Can you repeat the distributed-data article from "Learning from Distributed" up to and including "raising infrastructure concerns.", substituting "data collections" for every "datasets"?

> Text segment
______

Learning from Distributed Data: Mathematical and Computational Methods to Analyze De-centralized Information.
From the post:
Scientific advances typically produce massive amounts of data, which is, of course, a good thing. But when many of these datasets are at multiple locations, instead of all in one place, it becomes difficult and costly for researchers to extract meaningful information from them.
So, the question becomes: “How do we learn from these datasets if they cannot be shared or placed in a central location?” says Trilce Estrada-Piedra.
Estrada-Piedra, an assistant professor of computer sciences at the University of New Mexico (UNM) is working to find the solution. She designs software that will enable researchers to collaborate with one another, using decentralized data, without jeopardizing privacy or raising infrastructure concerns.
“Our contributions will help speed research in a variety of sciences like health informatics, astronomy, high energy physics, climate simulations and drug design,” Estrada-Piedra says. “It will be relevant for problems where data is spread out in many different locations.”
The aim of the National Science Foundation (NSF)-funded scientist’s project is to build mathematical models from each of the “local” data banks — those at each distributed site. These models will capture data patterns, rather than specific data points.

______

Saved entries
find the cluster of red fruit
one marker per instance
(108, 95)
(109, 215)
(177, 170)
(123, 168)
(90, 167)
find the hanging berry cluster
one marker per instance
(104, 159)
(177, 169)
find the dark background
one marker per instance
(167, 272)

______

> Output
Learning from Distributed Data: Mathematical and Computational Methods to Analyze De-centralized Information.
From the post:
Scientific advances typically produce massive amounts of data, which is, of course, a good thing. But when many of these data collections are at multiple locations, instead of all in one place, it becomes difficult and costly for researchers to extract meaningful information from them.
So, the question becomes: “How do we learn from these data collections if they cannot be shared or placed in a central location?” says Trilce Estrada-Piedra.
Estrada-Piedra, an assistant professor of computer sciences at the University of New Mexico (UNM) is working to find the solution. She designs software that will enable researchers to collaborate with one another, using decentralized data, without jeopardizing privacy or raising infrastructure concerns.